# Set task
The records below must be retyped exactly.
___ Material provided
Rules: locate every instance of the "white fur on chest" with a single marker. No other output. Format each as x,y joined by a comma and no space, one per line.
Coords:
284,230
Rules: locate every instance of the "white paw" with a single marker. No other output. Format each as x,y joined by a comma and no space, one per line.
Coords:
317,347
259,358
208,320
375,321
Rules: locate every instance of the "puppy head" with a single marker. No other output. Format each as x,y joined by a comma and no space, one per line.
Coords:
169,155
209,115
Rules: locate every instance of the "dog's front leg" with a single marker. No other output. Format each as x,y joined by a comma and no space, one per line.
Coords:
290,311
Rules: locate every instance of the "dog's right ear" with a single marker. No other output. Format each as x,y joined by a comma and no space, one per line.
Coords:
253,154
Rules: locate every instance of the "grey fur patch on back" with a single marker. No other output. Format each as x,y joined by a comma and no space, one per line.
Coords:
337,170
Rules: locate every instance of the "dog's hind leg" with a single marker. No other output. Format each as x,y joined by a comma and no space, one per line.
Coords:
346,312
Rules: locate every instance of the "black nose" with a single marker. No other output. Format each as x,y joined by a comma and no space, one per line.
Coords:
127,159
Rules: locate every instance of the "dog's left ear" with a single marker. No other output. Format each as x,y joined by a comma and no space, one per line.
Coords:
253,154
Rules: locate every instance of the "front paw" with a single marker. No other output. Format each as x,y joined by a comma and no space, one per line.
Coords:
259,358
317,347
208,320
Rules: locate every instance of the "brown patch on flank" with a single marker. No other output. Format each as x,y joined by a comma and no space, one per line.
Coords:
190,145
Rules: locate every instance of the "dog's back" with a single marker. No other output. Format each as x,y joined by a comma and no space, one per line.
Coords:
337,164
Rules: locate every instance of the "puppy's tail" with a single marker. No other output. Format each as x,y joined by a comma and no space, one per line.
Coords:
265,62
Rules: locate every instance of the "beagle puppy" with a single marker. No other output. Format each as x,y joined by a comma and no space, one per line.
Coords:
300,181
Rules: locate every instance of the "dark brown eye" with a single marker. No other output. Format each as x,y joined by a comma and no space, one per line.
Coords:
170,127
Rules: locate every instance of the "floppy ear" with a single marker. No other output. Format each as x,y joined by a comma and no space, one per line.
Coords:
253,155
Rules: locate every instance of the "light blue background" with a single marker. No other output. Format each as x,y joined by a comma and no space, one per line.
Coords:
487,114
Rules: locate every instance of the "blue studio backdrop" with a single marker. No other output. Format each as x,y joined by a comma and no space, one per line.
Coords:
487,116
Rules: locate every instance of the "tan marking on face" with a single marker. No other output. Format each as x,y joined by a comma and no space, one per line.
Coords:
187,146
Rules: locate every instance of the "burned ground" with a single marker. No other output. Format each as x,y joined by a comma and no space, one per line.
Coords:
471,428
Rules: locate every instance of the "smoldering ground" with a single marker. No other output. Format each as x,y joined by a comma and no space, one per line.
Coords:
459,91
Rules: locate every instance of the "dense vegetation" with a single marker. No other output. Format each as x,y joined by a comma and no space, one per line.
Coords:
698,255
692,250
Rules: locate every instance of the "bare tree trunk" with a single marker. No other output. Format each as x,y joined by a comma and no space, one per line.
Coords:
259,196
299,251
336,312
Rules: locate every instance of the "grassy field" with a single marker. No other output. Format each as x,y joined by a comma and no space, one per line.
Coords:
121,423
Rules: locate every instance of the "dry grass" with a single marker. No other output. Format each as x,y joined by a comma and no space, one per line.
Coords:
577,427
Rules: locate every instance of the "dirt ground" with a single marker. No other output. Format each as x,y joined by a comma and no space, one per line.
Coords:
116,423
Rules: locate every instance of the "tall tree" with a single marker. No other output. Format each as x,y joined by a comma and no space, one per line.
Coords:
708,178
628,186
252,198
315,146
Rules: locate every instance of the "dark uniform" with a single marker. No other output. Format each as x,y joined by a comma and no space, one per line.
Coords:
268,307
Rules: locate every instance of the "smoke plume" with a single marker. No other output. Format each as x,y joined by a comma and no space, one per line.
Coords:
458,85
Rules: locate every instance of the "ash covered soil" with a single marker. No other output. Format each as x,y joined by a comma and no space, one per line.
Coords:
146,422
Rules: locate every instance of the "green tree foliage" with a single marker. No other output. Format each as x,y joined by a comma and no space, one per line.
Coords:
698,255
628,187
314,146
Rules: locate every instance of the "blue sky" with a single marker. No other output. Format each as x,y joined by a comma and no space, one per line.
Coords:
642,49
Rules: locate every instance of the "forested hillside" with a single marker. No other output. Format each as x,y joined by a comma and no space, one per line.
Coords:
______
# Task response
Rules: locate every instance of the "white fur on chest" with a single marker. No other output. Format each as x,y joined by a comma and no space, one per line.
Coords:
284,230
Rules: locate every instance of the "white paw" with a single marker. No other output. Format each as x,y joined by a comma and no space, one per line.
Coords:
317,347
259,358
208,320
375,321
Rules: locate every instance of the "puppy head" with a single marker. No other output. Format each as x,y joined by a comma and no space, one per line.
Coords:
169,155
209,115
Rules: locate every instance of the "dog's front leg" with a single marker. No other output. Format each as x,y joined by a comma and no space, one per line.
Coords:
290,311
Rules: locate every instance of the "dog's right ear" with a single marker. No other output. Format each as x,y joined by a comma and no space, one per line.
Coords:
253,154
Rules: locate every instance of the "grey fur patch on back" with a single marker. No other output. Format each as x,y joined by a comma and no space, one per line.
Coords:
337,170
Rules: locate every instance of the "dog's hind leg" with a single marker. No other output. Format each as x,y joined by a comma and no space, one per line.
Coords:
346,312
Rules: locate every instance of the "black nose" with a single marker. No other output. Format each as x,y joined by a comma and no space, one per line.
Coords:
127,159
Rules: locate every instance of the "dog's left ear" with a single marker. No other output. Format each as x,y joined by a comma and no space, one per line.
Coords:
253,154
Rules: locate every instance of the "front paw" with a single marker. No other output. Format each as x,y joined by a comma and no space, one per line.
Coords:
259,358
317,347
208,320
Rules: locate every instance of the "brown patch on flank" with a single marker. No other output. Format each as x,y joined by a comma and no space, one per line.
Coords:
190,145
Rules: locate every instance of the "dog's back" with a single marker. No other output. Format each as x,y joined by a comma and no space, one per line.
Coords:
337,164
Rules: locate every instance of the "puppy's tail" with a single marker. No other output. Format each as x,y joined by a comma and no space, one per line.
Coords:
265,62
Rules: locate every instance of the "beagle puppy" with a single marker. No other output. Format each as x,y joined by a comma and no space, one per line.
Coords:
300,181
Rules: locate every instance of the "dark brown eye" with a single marker. No other output. Format each as x,y joined by a comma and no space, one per line.
Coords:
170,127
Rules: locate every instance of the "floppy ear" with a single marker. No other output. Format each as x,y joined by a comma and no space, one per line.
Coords:
253,155
Rules: locate every instance of the "light blue background" with a single marker. No other output. Format each as x,y joined by a comma and no space, one per line.
Coords:
487,114
Rules: locate every instance of the "blue studio backdrop" with a single marker. No other output. Format each as x,y joined by a comma and no space, one per line.
Coords:
487,116
Rules: locate every instance of the "tan marking on face" with a single marker. No other output. Format each as x,y joined by a comma and no space, one per line.
Coords:
187,146
Rules: locate every instance of the "burned ground" with a single marker. No other output. Format each as x,y joined by a comma and no space, one per line.
Coords:
471,428
Rules: locate every instance of the "smoldering ground" with a single marker. No other output. Format each as x,y joined by a comma and no space, one per line.
Coords:
459,91
Rules: locate every instance of the "dense vegetation" with a single marker. No other output. Format each as x,y joined by a comma and no space, one per line.
Coords:
698,255
692,250
Rules: locate every instance of the "bare tree trunk" with a single marker. No other output. Format each as x,y joined by a comma and no space, one per line.
Coords:
259,196
299,251
336,312
Rules: locate every instance of the "grassy field" with a single marker. No other output. Format each as x,y joined by a comma and no space, one per line.
Coords:
121,423
Rules: locate every instance of the "dry grass" with a single marker. No other output. Format each as x,y joined by a comma and no space, one per line.
Coords:
577,427
Rules: locate every instance of the "dirt ground" with a single marker. No other output. Format each as x,y joined by a comma and no space, one per line.
Coords:
116,423
Rules: locate every instance of the "tall tree" with a single marker. No other output. Format each as x,y joined by a comma and no space, one per line.
Coords:
708,178
628,186
252,198
315,146
Rules: locate every instance of the "dark uniform" with a single marker. No other output. Format each as x,y joined by a comma and no space, one per line.
Coords:
268,307
Rules: locate every instance of the "smoke plume" with a single marker. No other output. Format each as x,y joined by a comma and no space, one per line.
Coords:
458,85
Rules: locate every instance of the "ash covered soil" with a single marker. No other output. Format each as x,y joined by a comma and no space, one per line.
Coords:
146,422
Rules: locate every instance of the "green tree foliage" with a single marker. No other output. Format each as x,y joined by a comma and no space, one per line.
Coords:
698,255
628,187
314,146
Rules: locate every instance of the "blue sky" with a single marker. No other output. Format each as x,y joined by a comma and no space, one per line.
Coords:
642,49
Rules: locate every instance of the "forested hillside" with a single marker. No other output. Format each as x,y joined by a comma and no space, one per line.
Coords:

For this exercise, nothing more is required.